# START OF ENTRIES

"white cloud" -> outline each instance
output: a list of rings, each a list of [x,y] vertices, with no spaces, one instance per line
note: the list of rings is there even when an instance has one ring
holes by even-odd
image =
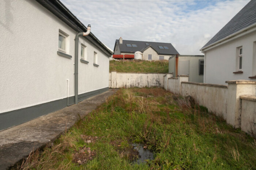
[[[94,34],[112,50],[115,40],[121,36],[170,43],[184,55],[202,54],[200,49],[248,2],[204,3],[202,8],[201,2],[193,1],[65,2],[71,0],[61,1],[84,25],[90,24]]]

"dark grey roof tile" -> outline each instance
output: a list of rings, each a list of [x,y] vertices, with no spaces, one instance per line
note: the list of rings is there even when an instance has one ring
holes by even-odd
[[[203,48],[256,23],[256,0],[251,0]]]

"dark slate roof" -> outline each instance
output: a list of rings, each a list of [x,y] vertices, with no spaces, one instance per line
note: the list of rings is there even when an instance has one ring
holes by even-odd
[[[256,0],[251,0],[203,48],[256,23]]]
[[[60,1],[60,0],[35,0],[43,7],[64,22],[76,31],[86,32],[87,28]],[[93,25],[92,25],[92,29]],[[113,52],[91,32],[84,37],[110,56]]]
[[[146,43],[149,45],[146,45]],[[170,43],[157,43],[155,42],[143,41],[132,41],[130,40],[123,40],[123,44],[119,43],[119,40],[116,40],[116,43],[118,44],[119,47],[120,51],[121,52],[127,52],[134,53],[136,51],[142,51],[145,50],[145,48],[148,46],[151,46],[151,47],[155,50],[158,54],[171,55],[178,54],[178,51],[174,48]],[[136,44],[137,47],[127,47],[127,44]],[[158,46],[167,47],[169,49],[161,49],[158,47]],[[116,45],[115,44],[115,48]],[[115,51],[114,50],[114,51]]]

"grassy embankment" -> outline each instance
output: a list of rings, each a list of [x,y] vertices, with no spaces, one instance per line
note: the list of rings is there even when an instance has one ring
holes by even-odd
[[[168,72],[167,60],[126,60],[109,61],[109,71],[125,72]]]
[[[51,147],[30,155],[23,166],[35,169],[256,169],[256,141],[205,108],[192,106],[188,100],[162,88],[120,89]],[[154,159],[132,163],[134,143],[153,151]],[[91,160],[86,157],[89,153],[80,153],[88,147],[94,153]]]

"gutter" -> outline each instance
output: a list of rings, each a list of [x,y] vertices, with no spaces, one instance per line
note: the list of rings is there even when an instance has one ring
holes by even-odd
[[[203,51],[208,50],[218,46],[226,43],[229,41],[234,40],[243,36],[246,35],[248,34],[252,33],[253,32],[253,31],[256,31],[256,28],[255,29],[253,29],[253,27],[256,27],[256,23],[252,25],[251,25],[249,27],[237,31],[233,34],[230,35],[223,39],[211,44],[205,47],[203,47],[200,49],[200,51],[203,52]],[[239,34],[240,35],[239,35]]]
[[[78,103],[78,46],[79,46],[79,37],[86,36],[91,32],[91,25],[87,26],[86,32],[79,32],[76,35],[75,39],[75,104]]]

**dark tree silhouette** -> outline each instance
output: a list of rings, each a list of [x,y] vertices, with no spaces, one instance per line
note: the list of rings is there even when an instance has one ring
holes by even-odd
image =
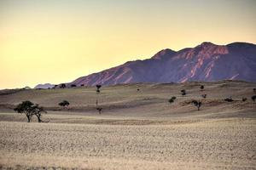
[[[61,84],[61,85],[60,85],[60,88],[66,88],[66,84],[64,84],[64,83]]]
[[[205,86],[204,85],[201,85],[200,88],[201,88],[201,90],[203,90],[205,88]]]
[[[172,103],[174,102],[175,99],[176,99],[176,97],[175,97],[175,96],[172,96],[172,97],[168,100],[168,102],[169,102],[170,104],[172,104]]]
[[[33,115],[38,117],[38,122],[43,122],[41,120],[42,113],[46,113],[43,107],[38,105],[35,105],[31,101],[23,101],[21,104],[19,104],[15,109],[15,111],[18,113],[24,113],[27,118],[27,122],[31,122],[31,119]]]
[[[184,96],[184,95],[186,95],[186,94],[187,94],[187,93],[186,93],[186,90],[185,90],[185,89],[183,89],[183,90],[181,90],[180,92],[181,92],[181,94],[182,94],[182,95],[183,95],[183,96]]]
[[[42,113],[47,113],[44,108],[38,105],[34,105],[34,106],[32,106],[32,110],[34,115],[38,117],[38,122],[44,122],[44,121],[41,119]]]
[[[96,93],[97,94],[99,94],[100,92],[101,92],[101,90],[100,90],[100,88],[102,88],[102,85],[100,85],[100,84],[97,84],[97,85],[96,85]]]
[[[252,99],[253,99],[253,103],[255,103],[255,100],[256,100],[256,95],[252,96]]]
[[[227,101],[227,102],[232,102],[232,101],[234,101],[234,99],[232,99],[231,96],[230,98],[224,99],[224,100]]]
[[[67,100],[63,100],[63,101],[61,101],[61,103],[59,103],[59,105],[61,106],[61,107],[68,107],[68,105],[69,105],[69,102],[68,101],[67,101]]]
[[[202,97],[203,99],[207,99],[207,94],[201,94],[201,97]]]
[[[102,114],[102,107],[96,107],[96,110],[99,111],[99,114]]]
[[[193,100],[192,104],[194,104],[194,105],[197,107],[197,110],[200,110],[200,107],[201,106],[201,101]]]

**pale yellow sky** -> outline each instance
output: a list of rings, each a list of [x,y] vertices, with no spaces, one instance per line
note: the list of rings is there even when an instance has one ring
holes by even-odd
[[[1,1],[0,89],[61,83],[202,42],[256,43],[256,1]]]

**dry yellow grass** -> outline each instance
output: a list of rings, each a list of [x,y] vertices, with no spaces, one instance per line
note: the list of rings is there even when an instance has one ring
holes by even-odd
[[[28,90],[0,95],[1,169],[255,169],[255,83],[138,84]],[[139,87],[141,91],[137,92]],[[181,97],[181,89],[188,95]],[[188,104],[207,94],[201,110]],[[103,112],[95,110],[102,99]],[[170,105],[167,100],[177,96]],[[232,96],[235,102],[223,99]],[[242,97],[248,98],[241,102]],[[29,99],[49,123],[8,110]],[[68,110],[56,110],[61,99]],[[8,107],[6,107],[6,105]]]

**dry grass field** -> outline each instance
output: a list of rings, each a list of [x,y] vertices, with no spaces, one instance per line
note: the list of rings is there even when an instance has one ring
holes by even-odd
[[[100,94],[89,87],[3,90],[0,168],[256,169],[253,88],[222,81],[117,85],[102,87]],[[177,99],[169,104],[172,96]],[[230,96],[235,101],[224,100]],[[27,123],[10,110],[26,99],[44,106],[43,120],[34,117]],[[68,109],[57,105],[63,99]],[[202,101],[201,110],[191,99]]]

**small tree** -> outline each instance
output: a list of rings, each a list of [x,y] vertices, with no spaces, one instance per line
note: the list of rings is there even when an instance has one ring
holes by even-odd
[[[27,118],[27,122],[31,122],[33,115],[38,117],[38,122],[43,122],[40,117],[43,112],[46,113],[43,107],[40,107],[38,105],[35,105],[28,100],[23,101],[21,104],[19,104],[14,109],[14,110],[18,113],[24,113]]]
[[[100,84],[97,84],[97,85],[96,85],[96,93],[97,94],[99,94],[100,92],[101,92],[101,90],[100,90],[100,88],[102,88],[102,85],[100,85]]]
[[[202,97],[203,99],[207,99],[207,94],[201,94],[201,97]]]
[[[255,103],[255,100],[256,100],[256,95],[252,96],[252,99],[253,99],[253,103]]]
[[[63,100],[63,101],[61,101],[61,103],[59,103],[59,105],[61,106],[61,107],[68,107],[68,105],[69,105],[69,102],[68,101],[67,101],[67,100]]]
[[[176,97],[175,97],[175,96],[172,96],[172,97],[168,100],[168,102],[169,102],[170,104],[172,104],[172,103],[174,102],[175,99],[176,99]]]
[[[205,86],[204,85],[201,85],[200,88],[202,91],[205,88]]]
[[[64,84],[64,83],[61,84],[61,85],[60,85],[60,88],[66,88],[66,84]]]
[[[96,107],[96,110],[99,111],[99,114],[102,114],[102,107]]]
[[[199,110],[200,107],[201,106],[201,101],[193,100],[192,103],[194,104],[195,106],[197,107],[197,110]]]
[[[187,94],[186,90],[183,89],[180,91],[183,96],[185,96]]]
[[[38,122],[44,122],[41,119],[42,113],[47,113],[43,107],[39,106],[38,105],[34,105],[32,106],[33,114],[38,117]]]
[[[224,99],[224,100],[227,101],[227,102],[232,102],[232,101],[234,101],[234,99],[232,99],[231,96],[230,98]]]

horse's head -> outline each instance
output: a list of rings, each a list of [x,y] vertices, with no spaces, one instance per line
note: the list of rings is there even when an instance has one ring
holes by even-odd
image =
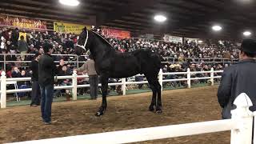
[[[75,47],[75,53],[78,55],[82,55],[83,51],[88,50],[88,45],[86,47],[87,41],[88,41],[88,34],[89,31],[87,30],[86,27],[82,30],[82,32],[79,35],[79,38],[78,40],[78,44]]]

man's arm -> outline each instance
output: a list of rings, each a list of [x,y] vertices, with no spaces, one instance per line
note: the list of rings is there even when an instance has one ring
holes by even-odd
[[[85,71],[87,69],[87,62],[85,62],[81,67],[78,68],[78,72],[82,72],[82,71]]]
[[[228,68],[222,75],[222,81],[217,94],[218,103],[222,108],[229,102],[231,96],[231,85],[232,74],[231,70]]]

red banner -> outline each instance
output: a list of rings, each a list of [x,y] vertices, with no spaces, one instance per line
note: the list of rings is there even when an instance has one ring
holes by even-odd
[[[107,37],[113,37],[113,38],[130,38],[130,32],[126,30],[103,28],[102,30],[102,35],[105,35]]]
[[[0,25],[26,29],[46,30],[46,22],[0,15]]]

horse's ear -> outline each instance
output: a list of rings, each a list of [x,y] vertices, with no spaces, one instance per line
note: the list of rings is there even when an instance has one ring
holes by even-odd
[[[87,28],[85,26],[85,28],[82,29],[82,32],[86,31]]]

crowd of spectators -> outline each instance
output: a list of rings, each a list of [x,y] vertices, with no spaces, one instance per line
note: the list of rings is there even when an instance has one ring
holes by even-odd
[[[0,54],[23,54],[23,55],[0,55],[0,61],[12,61],[6,62],[6,71],[7,78],[30,77],[31,71],[28,63],[22,61],[32,61],[33,55],[24,55],[24,54],[42,54],[42,44],[47,41],[53,44],[54,54],[74,54],[74,46],[78,41],[78,35],[74,34],[60,34],[53,31],[25,31],[18,29],[0,28]],[[194,58],[225,58],[229,59],[238,58],[238,53],[237,46],[232,42],[224,42],[223,44],[204,43],[197,44],[194,42],[182,43],[165,42],[163,41],[145,40],[141,38],[118,39],[106,38],[106,40],[112,44],[113,47],[120,52],[130,52],[138,49],[150,49],[158,52],[162,57],[177,58],[177,63],[167,63],[164,66],[164,72],[186,71],[190,68],[191,71],[210,70],[211,67],[215,70],[222,70],[223,65],[218,63],[194,63]],[[83,54],[86,54],[84,53]],[[186,59],[185,58],[188,58]],[[66,55],[54,56],[58,67],[58,75],[70,75],[73,71],[73,66],[64,62],[75,61],[77,57]],[[86,61],[85,57],[78,57],[79,61]],[[163,59],[163,61],[165,61]],[[81,66],[82,63],[80,64]],[[78,66],[74,66],[78,67]],[[0,64],[1,70],[4,69],[4,62]],[[202,76],[202,75],[197,75]],[[175,76],[165,78],[175,78]],[[142,81],[143,78],[136,78],[136,81]],[[204,82],[204,81],[202,81]],[[78,80],[82,84],[87,83],[84,80]],[[70,80],[61,80],[60,86],[69,86]],[[22,86],[23,84],[20,84]],[[29,84],[26,84],[29,85]],[[141,85],[139,88],[142,88]]]

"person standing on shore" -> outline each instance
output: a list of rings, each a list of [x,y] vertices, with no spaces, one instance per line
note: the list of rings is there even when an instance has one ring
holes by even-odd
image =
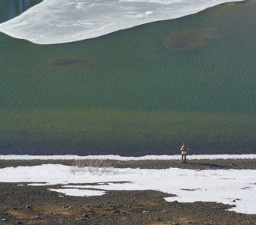
[[[186,142],[183,142],[183,146],[181,148],[181,163],[186,163],[186,157],[187,157],[187,152],[189,150],[187,148]]]

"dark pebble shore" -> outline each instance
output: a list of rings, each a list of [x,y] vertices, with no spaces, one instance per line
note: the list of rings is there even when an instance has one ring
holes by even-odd
[[[79,161],[79,160],[78,160]],[[1,160],[0,167],[46,164],[75,165],[71,160]],[[83,160],[91,164],[92,160]],[[194,170],[255,170],[256,159],[103,160],[111,166]],[[111,190],[99,196],[69,196],[49,190],[60,185],[33,187],[0,183],[0,224],[256,224],[256,214],[227,211],[217,202],[169,202],[156,190]]]

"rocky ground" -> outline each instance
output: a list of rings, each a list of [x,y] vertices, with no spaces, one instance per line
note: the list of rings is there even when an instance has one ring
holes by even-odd
[[[78,161],[0,160],[0,168],[44,164],[74,165]],[[256,159],[193,160],[183,164],[179,160],[158,160],[109,164],[133,168],[256,169]],[[166,194],[155,190],[111,190],[99,196],[60,197],[59,194],[48,190],[51,188],[59,187],[0,183],[0,224],[256,224],[256,214],[227,211],[229,205],[168,202],[163,199]]]

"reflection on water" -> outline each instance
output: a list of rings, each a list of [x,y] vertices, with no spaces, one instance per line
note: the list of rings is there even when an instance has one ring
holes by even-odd
[[[1,153],[255,153],[255,5],[59,45],[0,34]]]

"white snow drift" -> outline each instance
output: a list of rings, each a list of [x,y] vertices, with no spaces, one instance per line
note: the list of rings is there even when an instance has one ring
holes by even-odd
[[[0,32],[40,44],[72,42],[241,0],[44,0],[0,24]]]
[[[29,182],[30,185],[60,184],[61,189],[50,189],[61,193],[60,196],[101,195],[111,190],[156,190],[175,194],[166,198],[169,202],[223,202],[236,206],[230,210],[256,214],[255,170],[112,168],[107,173],[96,174],[90,171],[60,164],[6,167],[0,169],[0,182]]]

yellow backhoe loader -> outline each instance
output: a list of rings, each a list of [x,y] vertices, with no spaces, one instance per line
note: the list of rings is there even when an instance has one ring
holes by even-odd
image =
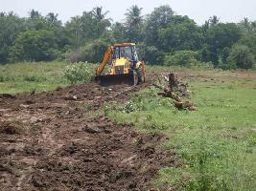
[[[110,66],[109,71],[103,74],[107,64]],[[95,79],[102,84],[137,85],[145,82],[146,63],[139,61],[134,43],[115,44],[107,48],[95,72]]]

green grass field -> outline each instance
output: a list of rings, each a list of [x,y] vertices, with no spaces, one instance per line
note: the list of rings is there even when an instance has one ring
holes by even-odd
[[[189,84],[198,111],[175,109],[151,87],[131,95],[125,107],[106,106],[106,115],[169,137],[163,147],[176,150],[184,165],[163,168],[154,180],[158,188],[178,184],[181,190],[256,190],[256,74],[182,73],[196,76]]]
[[[61,62],[18,63],[0,65],[0,94],[42,92],[68,85]]]
[[[20,63],[0,66],[0,93],[49,91],[69,83],[65,64]],[[181,190],[256,190],[256,72],[222,72],[149,67],[154,73],[175,71],[189,82],[198,111],[179,111],[170,98],[149,87],[131,94],[125,105],[106,104],[105,114],[133,122],[139,131],[170,139],[162,146],[177,152],[180,168],[163,168],[156,187]]]

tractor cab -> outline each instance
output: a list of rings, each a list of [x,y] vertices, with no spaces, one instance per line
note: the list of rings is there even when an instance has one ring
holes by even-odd
[[[112,60],[126,58],[131,62],[138,62],[138,55],[133,43],[115,44]]]

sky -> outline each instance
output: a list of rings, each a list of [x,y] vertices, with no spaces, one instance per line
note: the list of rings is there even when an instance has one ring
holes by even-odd
[[[58,18],[65,23],[72,16],[102,6],[104,11],[109,11],[108,17],[122,22],[127,9],[132,5],[143,8],[143,14],[169,5],[176,14],[188,15],[198,25],[212,15],[217,15],[221,22],[239,22],[244,17],[256,20],[256,0],[0,0],[0,11],[13,11],[19,16],[27,16],[35,9],[43,15],[58,13]]]

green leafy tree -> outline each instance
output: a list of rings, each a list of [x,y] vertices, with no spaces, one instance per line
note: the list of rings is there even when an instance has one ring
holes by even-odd
[[[145,21],[145,42],[150,46],[161,47],[158,31],[166,29],[173,19],[175,11],[168,5],[155,8]]]
[[[14,46],[10,50],[11,61],[43,61],[53,60],[58,51],[53,32],[28,31],[20,33]]]
[[[141,29],[143,26],[142,8],[132,6],[128,9],[126,13],[126,32],[127,38],[130,42],[139,42],[141,40]]]
[[[1,12],[0,15],[0,63],[8,62],[8,54],[11,46],[18,33],[26,30],[25,20],[19,18],[13,12]]]
[[[241,69],[251,69],[255,64],[255,57],[249,48],[244,45],[233,46],[228,57],[230,64]]]
[[[198,53],[194,51],[176,51],[168,53],[164,58],[164,64],[168,66],[181,65],[189,66],[198,63]]]
[[[187,16],[173,16],[167,28],[159,31],[161,48],[165,52],[198,50],[202,44],[202,33],[196,23]]]
[[[219,23],[206,32],[202,49],[202,60],[219,65],[219,57],[224,48],[232,47],[242,37],[240,28],[234,23]]]

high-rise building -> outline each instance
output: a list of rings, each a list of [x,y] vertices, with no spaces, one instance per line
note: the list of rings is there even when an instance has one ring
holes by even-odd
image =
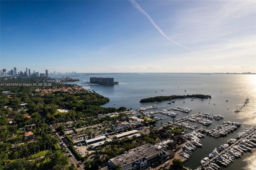
[[[48,74],[49,73],[48,73],[48,70],[45,70],[45,76],[48,77],[48,76],[49,75]]]
[[[26,74],[25,75],[28,76],[28,68],[26,68]]]
[[[17,73],[18,73],[18,72],[17,72],[17,68],[16,67],[14,67],[13,68],[14,70],[15,73],[14,72],[14,75],[17,75]]]

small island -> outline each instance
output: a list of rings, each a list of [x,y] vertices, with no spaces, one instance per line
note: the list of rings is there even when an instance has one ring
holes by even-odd
[[[114,78],[110,77],[90,77],[90,83],[87,83],[95,84],[100,85],[112,85],[118,84],[119,82],[114,81]]]
[[[140,103],[151,102],[160,102],[164,101],[165,100],[172,100],[176,99],[185,99],[186,98],[198,98],[200,99],[211,99],[212,97],[209,95],[203,95],[200,94],[196,95],[187,95],[182,96],[177,95],[173,95],[168,96],[156,96],[153,97],[148,97],[147,98],[142,99],[140,101]]]

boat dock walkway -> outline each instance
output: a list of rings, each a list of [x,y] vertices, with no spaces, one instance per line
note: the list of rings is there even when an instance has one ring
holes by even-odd
[[[214,160],[216,159],[218,156],[221,156],[222,154],[224,154],[227,151],[228,151],[230,150],[231,148],[233,147],[234,146],[239,144],[241,142],[242,140],[244,139],[249,139],[254,134],[256,133],[256,128],[254,128],[253,130],[250,131],[248,132],[248,134],[247,134],[246,135],[245,135],[244,137],[241,138],[240,139],[236,140],[235,142],[231,144],[227,148],[225,148],[222,151],[218,153],[218,154],[216,154],[214,156],[210,158],[209,159],[209,160],[205,162],[204,164],[204,166],[200,166],[197,168],[196,170],[201,170],[204,169],[204,167],[207,166],[210,162],[215,162]]]
[[[196,113],[193,115],[190,115],[189,116],[182,117],[181,118],[178,119],[176,120],[174,122],[170,122],[170,123],[162,123],[162,125],[164,126],[168,126],[170,125],[172,125],[176,123],[179,123],[182,122],[184,122],[186,121],[188,121],[188,119],[191,117],[196,117],[199,116],[201,116],[201,115],[202,115],[202,114],[201,113]]]

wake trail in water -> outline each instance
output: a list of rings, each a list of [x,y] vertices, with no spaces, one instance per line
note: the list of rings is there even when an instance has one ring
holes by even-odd
[[[161,29],[156,24],[156,23],[155,23],[155,22],[154,22],[154,21],[153,20],[152,18],[151,18],[151,17],[150,17],[150,16],[148,14],[147,14],[147,13],[145,12],[144,10],[143,10],[141,8],[140,8],[140,6],[138,4],[137,2],[136,2],[134,0],[129,0],[129,1],[130,2],[132,3],[132,4],[133,5],[133,6],[134,7],[135,7],[136,9],[137,9],[139,11],[140,11],[140,13],[141,13],[142,14],[145,16],[147,17],[147,18],[148,18],[148,20],[149,20],[149,21],[151,23],[151,24],[153,24],[153,25],[155,27],[155,28],[156,28],[157,30],[158,30],[158,32],[160,33],[161,33],[162,35],[164,36],[165,38],[166,38],[167,39],[168,39],[169,40],[172,41],[172,42],[175,43],[176,44],[178,44],[179,45],[180,45],[186,48],[187,49],[191,51],[194,53],[195,52],[195,51],[192,50],[192,49],[190,49],[189,48],[187,48],[182,45],[177,43],[177,42],[173,40],[172,40],[169,37],[168,37],[166,35],[164,34],[164,32],[162,30],[161,30]]]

# END OF ENTRIES

§ **TASK TO CARRY OUT**
Rewrite only the material from the line with "man's arm -> outline each instance" to the line with "[[[0,25],[26,29],[46,30],[46,22],[0,15]]]", including both of those lines and every request line. In the outline answers, multiply each vertex coordinate by 2.4 and round it to a whole number, with halves rounding up.

§ **WORKED ANSWER**
man's arm -> outline each instance
output: a list of rings, each a list of [x,y] vertices, with no spaces, one instance per line
note: the list of rings is there even when an instance has one ring
holes by even-odd
[[[204,170],[209,166],[209,149],[204,149],[194,161],[187,163],[187,173],[197,173],[197,170]]]
[[[547,163],[533,180],[533,194],[521,226],[523,247],[533,259],[550,245],[554,230],[554,204],[557,178],[554,168]]]

red banner -> outline each instance
output: a list of rings, each a list of [x,y] vertices, with no spaces, one instance per line
note: the list of rings is there even when an instance has one ring
holes by even-odd
[[[257,89],[271,89],[271,91],[312,91],[312,77],[302,72],[247,67],[245,72],[245,84],[252,84]]]
[[[0,60],[62,70],[110,72],[110,53],[0,36]]]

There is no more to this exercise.